→ PROBLEM STATEMENT
Please write out the material below exactly as given.

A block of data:
— START —
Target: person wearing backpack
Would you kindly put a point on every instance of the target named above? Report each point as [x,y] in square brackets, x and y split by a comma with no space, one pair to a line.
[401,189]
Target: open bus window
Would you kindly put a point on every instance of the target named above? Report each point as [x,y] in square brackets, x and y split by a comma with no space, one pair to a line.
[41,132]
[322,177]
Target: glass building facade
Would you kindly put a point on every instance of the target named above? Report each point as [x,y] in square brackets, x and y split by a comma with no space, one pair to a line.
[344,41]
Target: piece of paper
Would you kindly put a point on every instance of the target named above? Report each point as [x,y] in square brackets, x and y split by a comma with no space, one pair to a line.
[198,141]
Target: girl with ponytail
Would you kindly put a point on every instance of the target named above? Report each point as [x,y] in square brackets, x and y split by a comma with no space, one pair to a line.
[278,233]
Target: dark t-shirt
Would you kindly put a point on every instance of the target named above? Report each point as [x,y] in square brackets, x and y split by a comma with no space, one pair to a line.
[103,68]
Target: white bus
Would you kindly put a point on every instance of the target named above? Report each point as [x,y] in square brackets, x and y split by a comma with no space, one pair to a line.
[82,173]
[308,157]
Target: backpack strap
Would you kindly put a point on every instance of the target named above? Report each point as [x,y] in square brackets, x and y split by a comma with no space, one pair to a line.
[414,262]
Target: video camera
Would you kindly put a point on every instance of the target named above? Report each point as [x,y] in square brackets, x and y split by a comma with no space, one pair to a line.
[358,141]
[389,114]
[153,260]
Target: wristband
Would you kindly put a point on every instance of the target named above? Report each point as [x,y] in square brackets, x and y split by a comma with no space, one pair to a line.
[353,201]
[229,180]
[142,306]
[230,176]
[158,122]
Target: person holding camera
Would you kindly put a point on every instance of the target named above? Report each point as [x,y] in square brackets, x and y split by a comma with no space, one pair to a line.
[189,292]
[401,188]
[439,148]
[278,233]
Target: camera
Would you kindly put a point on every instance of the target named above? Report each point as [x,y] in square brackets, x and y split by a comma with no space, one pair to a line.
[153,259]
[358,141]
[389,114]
— END —
→ EXERCISE RESPONSE
Target: person wearing backpack
Would you kindly put a point on every instance of the target named above? Report each point as [x,y] in square brackets, x and y split by a comma with no space, one pair to a line.
[401,189]
Target: open bus window
Would you kindly put a point on every instance of the target named above? Report each point as [x,y] in square brackets, x and y split by a comma with no space, one pair to a line.
[41,132]
[322,177]
Target: glass building facade
Would you kindly put a point on every instance of the target named above? Report each point as [x,y] in square brackets, x and y split by a comma with no space, one pair to a line.
[344,41]
Target: piece of paper
Would you kindly put a point on every instance of the target named above? Report each point as [x,y] in square brackets, x and y split by a comma with no space, one pair to a line.
[198,141]
Target: girl with ponytail
Would you kindly put a point on every instance of the target named above? Report each point as [x,y] in square brackets, x and y split by a comma with no space, one pair to a line.
[278,233]
Target: dark t-shirt
Would you kindly put a point on every instance of the target named above? Report each point as [x,y] in square brackets, x and y split by a comma with no space, one pair to a line.
[103,68]
Target: white bus
Would you kindly put a point on every instance of the target named above? Report each point as [x,y] in square brackets, x and y split by a comma with no space, one pair to a line.
[82,173]
[308,157]
Target: backpack strap
Would you kindly put a point on every instance of the target named above? Report each point as [x,y] in square brackets, x and y split by a comma with no space, one pair to a line.
[414,262]
Target: video camera
Would you kindly put a point on every instance of the target named above? Report each point as [x,y] in square brackets, x and y split by a comma with no space, one pair to a line.
[358,141]
[389,114]
[153,260]
Target: wristband
Would you kindly put a point on every instance of the target named above? Report each point as [x,y] in square brackets, x and y split by a comma with no space, one pair to a line.
[353,201]
[229,180]
[142,306]
[230,176]
[158,122]
Target: person holding camera
Would you kindly put a point on every instance of the target named above? Report each point as [x,y] in square brackets, x and y split by a comma with no space, one pair to a line.
[189,292]
[401,188]
[439,148]
[278,233]
Target: camera
Would you kindly put a point on every instance of the target named above? Report each point as [x,y] in square brackets, x and y split by a comma with no space, one pair to a line.
[153,259]
[358,141]
[389,114]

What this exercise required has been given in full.